PAGE:
________________
La société B fait valoir principalement :

sur l’incompétence des juridictions françaises, et plus particulièrement sur l’incompétence du juge des référés français que le contrat liant les sociétés B et Ceric stipule une clause de choix de loi désignant la loi algérienne, que la société B est une société de droit algérien n’ayant aucune activité sur le territoire français, que conformément aux articles 42 à 48 du code de procédure civile, le tribunal compétent est celui du lieu du domicile du défendeur et que les contrats de contre-garanties conclus entre les banques LCL et BDL stipulent que les litiges survenant à l’occasion de l’exécution de ces garanties sont soumis à la compétence des tribunaux algériens ;

• sur l’irrecevabilité des demandes de suspension et d’interdiction de paiement des contre-garanties sollicitées par la société Ceric, que :

• d’une part, les mesures conservatoires sollicitées par la société Ceric se heurtent à des contestations sérieuses au sens de l’article 872 du code de procédure civile, dès lors que, dans le cadre d’une garantie à première demande, seule la fraude ou l’abus manifeste de celui qui appelle la garantie peuvent justifier le refus de paiement, que l’appel en garantie de la société B est justifié par les défaillances techniques auxquelles celle-ci a été confrontée, que la contre-garantie est autonome par rapport à la garantie de premier rang et qu’il apparaît à la lecture des contre-garanties que la banque LCL renonce à se prévaloir des exceptions tirées du contrat liant les sociétés B et Ceric ;

d’autre part, les mesures conservatoires sollicitées par la société Ceric se heurtent à l’absence de dommage imminent au sens de l’article 873 du code de procédure civile, dès lors que le seul fait pour la banque BDL et la société B d’être des sociétés de droit algérien n’implique pas de risque de non-recouvrement des fonds qui seraient transférés, que le contrat

• liant les sociétés Ceric et B stipule une clause compromissoire, que l’Algérie est partie à la Convention pour la reconnaissance et l’exécution des sentences arbitrales étrangères de New York du 10 juin 1958 et que, partant, il ne saurait être argué de quelconques difficultés de recouvrement de sommes éventuellement transférées vers l’Algérie.

Dans ses dernières conclusions en date du 20 septembre 2017, la société BDL demande à la cour de :

• dire et juger que le versement des contre-garanties n° 3COFO923 et 3COF1894 ne constitue pas un trouble manifestement illicite au préjudice de la société Ceric ;

• dire et juger que le versement des contre-garanties n° 3COFO923 et 3COF1894 ne constitue pas un dommage imminent pour Ceric Technologies ;

• réformer l’ordonnance entreprise ;

• déclarer irrecevables les demandes de suspension ou d’interdiction de l’exécution des garanties émises par la banque LCL au profit de la BDL ;

• lever l’interdiction faite à la banque LCL d’effectuer les paiements au profit de la banque BDL au titre des contre garanties n° 3COFO923 et 3COF1894 ;

• condamner la SCP X, en sa qualité de liquidateur de la société Ceric Technologies, à verser à la BDL la somme de 5.000 euros au titre de l’article 700 du code de procédure civile ;

• condamner la SCP X, en sa qualité de liquidateur de la société Ceric Technologies à payer les entiers dépens de l’instance dont le recouvrement sera effectué par l’AARPI JRF AVOCATS représentée par M. C F conformément aux dispositions de l’article 699 du code de procédure civile.
________________
DÉFI: Recopiez à l'identique, s'il vous plaît, le passage de l'extrait sur le litige Ceric qui commence par « d’autre part, les » et se poursuit jusqu'à « transférées vers l’Algérie. ». Les items n'interviennent pas dans le travail sur l'extrait.

EXTRAITS DE DONNÉES:
________________
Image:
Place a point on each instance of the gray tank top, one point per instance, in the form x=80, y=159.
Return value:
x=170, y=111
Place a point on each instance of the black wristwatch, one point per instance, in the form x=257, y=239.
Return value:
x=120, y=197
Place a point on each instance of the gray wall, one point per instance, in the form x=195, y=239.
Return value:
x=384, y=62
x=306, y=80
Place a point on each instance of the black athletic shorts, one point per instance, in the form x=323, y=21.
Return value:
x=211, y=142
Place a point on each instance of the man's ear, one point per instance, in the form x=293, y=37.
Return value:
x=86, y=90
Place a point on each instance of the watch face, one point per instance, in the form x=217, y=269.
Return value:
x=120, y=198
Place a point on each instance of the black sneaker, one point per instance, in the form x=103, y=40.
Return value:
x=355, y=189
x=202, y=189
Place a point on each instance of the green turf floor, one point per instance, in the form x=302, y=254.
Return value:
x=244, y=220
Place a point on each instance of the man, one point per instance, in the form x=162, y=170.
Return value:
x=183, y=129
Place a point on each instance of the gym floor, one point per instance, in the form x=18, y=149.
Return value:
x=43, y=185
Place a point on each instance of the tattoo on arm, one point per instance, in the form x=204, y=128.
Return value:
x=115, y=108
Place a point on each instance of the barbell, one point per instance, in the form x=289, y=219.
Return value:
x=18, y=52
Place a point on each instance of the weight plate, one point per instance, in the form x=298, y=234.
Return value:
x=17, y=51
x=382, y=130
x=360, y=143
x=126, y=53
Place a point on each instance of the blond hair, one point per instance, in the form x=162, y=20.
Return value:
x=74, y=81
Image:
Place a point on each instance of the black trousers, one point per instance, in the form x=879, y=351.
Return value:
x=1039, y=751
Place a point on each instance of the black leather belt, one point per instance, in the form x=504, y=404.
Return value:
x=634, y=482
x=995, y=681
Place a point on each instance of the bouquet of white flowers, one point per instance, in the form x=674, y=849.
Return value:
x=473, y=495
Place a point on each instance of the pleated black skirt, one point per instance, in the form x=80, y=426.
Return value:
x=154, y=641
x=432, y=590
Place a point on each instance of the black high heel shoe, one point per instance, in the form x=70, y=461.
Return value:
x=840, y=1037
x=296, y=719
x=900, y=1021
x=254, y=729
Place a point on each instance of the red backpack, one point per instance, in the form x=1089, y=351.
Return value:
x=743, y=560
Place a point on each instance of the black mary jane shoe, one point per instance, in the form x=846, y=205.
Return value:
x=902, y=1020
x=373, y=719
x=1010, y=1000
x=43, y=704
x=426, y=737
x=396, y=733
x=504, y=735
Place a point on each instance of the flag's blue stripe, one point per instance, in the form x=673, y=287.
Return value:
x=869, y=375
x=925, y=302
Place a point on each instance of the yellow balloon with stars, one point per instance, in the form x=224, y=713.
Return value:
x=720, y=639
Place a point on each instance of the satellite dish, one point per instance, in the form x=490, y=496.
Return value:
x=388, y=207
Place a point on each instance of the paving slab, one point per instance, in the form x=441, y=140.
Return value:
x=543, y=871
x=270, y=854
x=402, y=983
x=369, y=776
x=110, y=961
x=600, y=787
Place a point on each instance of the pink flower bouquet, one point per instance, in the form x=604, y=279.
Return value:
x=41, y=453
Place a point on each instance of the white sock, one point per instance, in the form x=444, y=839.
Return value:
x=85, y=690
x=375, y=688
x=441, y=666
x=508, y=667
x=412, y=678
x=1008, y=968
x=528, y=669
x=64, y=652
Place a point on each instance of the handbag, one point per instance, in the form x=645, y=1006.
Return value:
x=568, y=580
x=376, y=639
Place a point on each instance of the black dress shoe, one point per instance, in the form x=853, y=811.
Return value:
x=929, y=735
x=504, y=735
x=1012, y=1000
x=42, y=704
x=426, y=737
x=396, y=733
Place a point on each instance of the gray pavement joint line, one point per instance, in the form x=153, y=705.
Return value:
________________
RÉSULTAT PRODUIT:
d’autre part, les mesures conservatoires sollicitées par la société Ceric se heurtent à l’absence de dommage imminent au sens de l’article 873 du code de procédure civile, dès lors que le seul fait pour la banque BDL et la société B d’être des sociétés de droit algérien n’implique pas de risque de non-recouvrement des fonds qui seraient transférés, que le contrat

• liant les sociétés Ceric et B stipule une clause compromissoire, que l’Algérie est partie à la Convention pour la reconnaissance et l’exécution des sentences arbitrales étrangères de New York du 10 juin 1958 et que, partant, il ne saurait être argué de quelconques difficultés de recouvrement de sommes éventuellement transférées vers l’Algérie.